**Extrait choisi**
III. LA NÉCESSITÉ DE RESTER ATTENTIF AUX PARAMÈTRES DE FINANCEMENT DU LOGEMENT SOCIAL

A. LES FACTEURS DE HAUSSE DES COÛTS DE CONSTRUCTION

1. Le coût croissant des matières premières

a) L'isolement relatif de l'outre-mer explique un coût particulièrement élevé des matières premières

Outre le problème de la rareté du foncier disponible, l'augmentation du coût des matières premières constitue un obstacle au développement du secteur de la construction de logements en outre-mer .

Si les prix des matières premières connaissent actuellement une hausse mondiale, qui résulte notamment de l'émergence de pays très peuplés comme l'Inde ou la Chine, les collectivités territoriales ultramarines souffrent davantage encore que la métropole de cette hausse. En effet, ces collectivités se trouvent dans une situation où presque toutes les matières premières doivent être importées puisque leurs économies n'en sont pas productrices. Le coût de l'importation est élevé pour ces collectivités puisqu'il augmente au rythme de la hausse du coût du transport maritime, elle-même étroitement corrélée à celle du pétrole.

Par ailleurs, votre rapporteur spécial a pu constater qu'à La Réunion, dans des secteurs fondamentaux de la construction, la concurrence est très insuffisante et ne permet par une baisse des prix des matières premières . Ainsi, seuls deux opérateurs interviennent sur l'île dans l'importation et la distribution de ciment et d'acier. Cette faiblesse s'explique essentiellement par des coûts d'entrée sur le marché très élevés.

Ainsi, on constate notamment à La Réunion une augmentation des prix des matières premières très forte sur les cinq dernières années . L'indice des matériaux de construction établi par la direction départementale de l'équipement de La Réunion permet de constater que le prix du ciment en sac a augmenté de 32 % entre 2002 et 2007. L'index travaux publics 49 ( * ) , établi par la même direction, permet quand à lui de constater que le coût général des travaux publics a augmenté de 33 % au cours de la même période.

b) La constitution de stocks de réserves serait un élément de solution aux ruptures d'approvisionnement

Votre rapporteur spécial regrette vivement le manque de concurrence qui explique en grande partie le niveau des prix des matériaux en outre-mer et notamment à La Réunion. Toutefois, il s'explique par des caractéristiques incontournables de l'économie réunionnaise : la relative étroitesse du marché et les coûts d'approche de ce marché particulièrement élevé.

Un des inconvénients majeurs de la faiblesse de la concurrence est la difficulté, pour un concurrent, de se substituer à une entreprise qui fait défaut et ne parvient plus à livrer ses clients. Cette situation peut avoir des conséquences très préjudiciables puisqu'elle bloque temporairement les activités de construction. Le seul élément de solution qui pourrait être envisagé pour prévenir ce risque serait l'incitation à la constitution , par exemple par la chambre de commerce et d'industrie de La Réunion, de stocks de matières premières, qui pourraient utilement servir de réserves tampons lorsque les approvisionnements en matière première sont suspendus .

**Données fournies**
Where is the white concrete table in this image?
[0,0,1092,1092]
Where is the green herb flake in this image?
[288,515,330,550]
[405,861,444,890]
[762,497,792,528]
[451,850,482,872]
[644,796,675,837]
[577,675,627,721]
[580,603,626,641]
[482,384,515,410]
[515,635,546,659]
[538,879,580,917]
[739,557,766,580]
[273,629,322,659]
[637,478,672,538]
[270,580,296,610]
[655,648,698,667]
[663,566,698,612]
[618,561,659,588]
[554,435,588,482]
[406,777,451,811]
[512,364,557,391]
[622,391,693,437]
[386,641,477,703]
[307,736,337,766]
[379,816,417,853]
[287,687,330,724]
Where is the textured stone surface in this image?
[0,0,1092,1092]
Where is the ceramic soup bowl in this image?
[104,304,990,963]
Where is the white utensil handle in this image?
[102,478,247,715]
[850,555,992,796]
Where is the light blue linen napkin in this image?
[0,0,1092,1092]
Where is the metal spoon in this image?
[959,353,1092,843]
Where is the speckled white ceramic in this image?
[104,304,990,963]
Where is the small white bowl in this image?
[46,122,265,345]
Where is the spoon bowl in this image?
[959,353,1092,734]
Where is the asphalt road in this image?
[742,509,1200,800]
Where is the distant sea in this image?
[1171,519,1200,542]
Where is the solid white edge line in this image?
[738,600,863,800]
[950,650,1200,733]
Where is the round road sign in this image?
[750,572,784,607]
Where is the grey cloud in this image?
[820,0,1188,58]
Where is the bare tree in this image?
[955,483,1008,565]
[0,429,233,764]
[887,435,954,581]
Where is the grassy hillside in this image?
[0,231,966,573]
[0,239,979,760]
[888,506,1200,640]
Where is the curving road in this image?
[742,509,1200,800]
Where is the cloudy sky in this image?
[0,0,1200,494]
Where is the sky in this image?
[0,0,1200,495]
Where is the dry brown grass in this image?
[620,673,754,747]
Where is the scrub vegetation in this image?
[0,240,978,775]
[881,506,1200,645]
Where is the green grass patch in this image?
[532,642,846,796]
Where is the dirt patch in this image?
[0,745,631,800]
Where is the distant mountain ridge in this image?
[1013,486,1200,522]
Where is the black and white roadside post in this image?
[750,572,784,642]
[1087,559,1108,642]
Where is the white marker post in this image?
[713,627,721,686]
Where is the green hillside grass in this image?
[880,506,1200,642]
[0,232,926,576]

**Consignes**
#1 Présente sous forme de liste JSON de chaînes les entrées allant de la ligne qui contient « Where is the distant sea in this image? » jusqu'à la dernière ligne des entrées, bornes comprises. Mets une chaîne par ligne et laisse de côté les lignes vides.
#2 Poursuis le texte sur la hausse des coûts de construction outre-mer à partir de l'endroit où il s'arrête.
Le texte et les entrées n'ont aucun lien entre eux.

**Réponses**
#1
[
  "Where is the distant sea in this image?",
  "[1171,519,1200,542]",
  "Where is the solid white edge line in this image?",
  "[738,600,863,800]",
  "[950,650,1200,733]",
  "Where is the round road sign in this image?",
  "[750,572,784,607]",
  "Where is the grey cloud in this image?",
  "[820,0,1188,58]",
  "Where is the bare tree in this image?",
  "[955,483,1008,565]",
  "[0,429,233,764]",
  "[887,435,954,581]",
  "Where is the grassy hillside in this image?",
  "[0,231,966,573]",
  "[0,239,979,760]",
  "[888,506,1200,640]",
  "Where is the curving road in this image?",
  "[742,509,1200,800]",
  "Where is the cloudy sky in this image?",
  "[0,0,1200,494]",
  "Where is the sky in this image?",
  "[0,0,1200,495]",
  "Where is the dry brown grass in this image?",
  "[620,673,754,747]",
  "Where is the scrub vegetation in this image?",
  "[0,240,978,775]",
  "[881,506,1200,645]",
  "Where is the green grass patch in this image?",
  "[532,642,846,796]",
  "Where is the dirt patch in this image?",
  "[0,745,631,800]",
  "Where is the distant mountain ridge in this image?",
  "[1013,486,1200,522]",
  "Where is the black and white roadside post in this image?",
  "[750,572,784,642]",
  "[1087,559,1108,642]",
  "Where is the white marker post in this image?",
  "[713,627,721,686]",
  "Where is the green hillside grass in this image?",
  "[880,506,1200,642]",
  "[0,232,926,576]"
]

#2
2. L'impact moindre des coûts salariaux

a) Le rattrapage du niveau du SMIC a alourdi les coûts salariaux

Le niveau du salaire minimum interprofessionnel de croissance (SMIC) dans les départements d'outre-mer a été progressivement aligné sur celui de la métropole pour lui devenir identique au 1 er janvier 1996.

Pendant la période précédant l'alignement définitif du SMIC ultramarin sur le SMIC métropolitain ont eu lieu des hausses du SMIC ultramarin importantes, respectivement + 6,85 % au 1 er juillet 1995 et + 6,75 % au 1 er janvier 1996. Cette hausse du SMIC a eu des effets très négatifs sur les coûts salariaux et a constitué un frein pour les entreprises ultramarines, notamment dans le secteur du bâtiment, à forte utilisation de main d'oeuvre.

b) Les coûts salariaux ne constituent plus, aujourd'hui, le principal facteur de hausse des coûts de construction
(1) L'effet du SMIC sur les productions qui peuvent être délocalisées

Depuis le 1 er janvier 1996, le niveau du SMIC dans les DOM évolue au même rythme qu'en métropole. Le rattrapage étant achevé, les hausses du SMIC sont plus modérées et ne pénalisent donc plus spécifiquement l'économie des DOM par rapport à l'économie métropolitaine.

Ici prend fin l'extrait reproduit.